> _Exercise goal_
Select, from the data, each line where "date" occurs.

(Referring expression pointing data)
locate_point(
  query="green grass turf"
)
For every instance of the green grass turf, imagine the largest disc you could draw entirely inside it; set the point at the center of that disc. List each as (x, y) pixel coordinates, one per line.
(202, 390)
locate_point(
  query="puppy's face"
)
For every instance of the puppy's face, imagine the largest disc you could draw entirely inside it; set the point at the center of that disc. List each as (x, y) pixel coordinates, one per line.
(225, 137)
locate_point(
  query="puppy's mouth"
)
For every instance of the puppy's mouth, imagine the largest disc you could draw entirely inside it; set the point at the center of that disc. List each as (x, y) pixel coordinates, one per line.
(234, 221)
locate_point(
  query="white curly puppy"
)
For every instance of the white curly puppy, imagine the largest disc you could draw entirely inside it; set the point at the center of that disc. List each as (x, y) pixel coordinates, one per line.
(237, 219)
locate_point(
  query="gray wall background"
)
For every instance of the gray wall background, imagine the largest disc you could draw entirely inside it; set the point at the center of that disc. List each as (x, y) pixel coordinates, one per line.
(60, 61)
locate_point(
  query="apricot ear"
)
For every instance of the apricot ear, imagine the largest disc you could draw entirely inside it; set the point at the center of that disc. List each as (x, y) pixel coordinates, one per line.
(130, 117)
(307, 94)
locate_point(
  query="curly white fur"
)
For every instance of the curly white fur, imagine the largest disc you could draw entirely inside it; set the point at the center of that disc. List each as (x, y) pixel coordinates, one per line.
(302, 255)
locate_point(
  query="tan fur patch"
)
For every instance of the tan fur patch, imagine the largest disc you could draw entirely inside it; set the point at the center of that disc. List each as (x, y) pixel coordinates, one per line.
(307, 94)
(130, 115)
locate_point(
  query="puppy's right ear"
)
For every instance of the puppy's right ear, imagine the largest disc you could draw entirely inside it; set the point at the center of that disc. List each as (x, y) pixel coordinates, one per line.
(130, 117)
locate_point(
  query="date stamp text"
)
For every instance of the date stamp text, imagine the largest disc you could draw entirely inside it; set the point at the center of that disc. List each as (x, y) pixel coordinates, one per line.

> _Response to the task_
  query="date stamp text"
For every instance of the date stamp text, imagine the largest disc you could draw entirely inside it; set the point at the center of that disc. List each as (x, y) pixel coordinates, one per line.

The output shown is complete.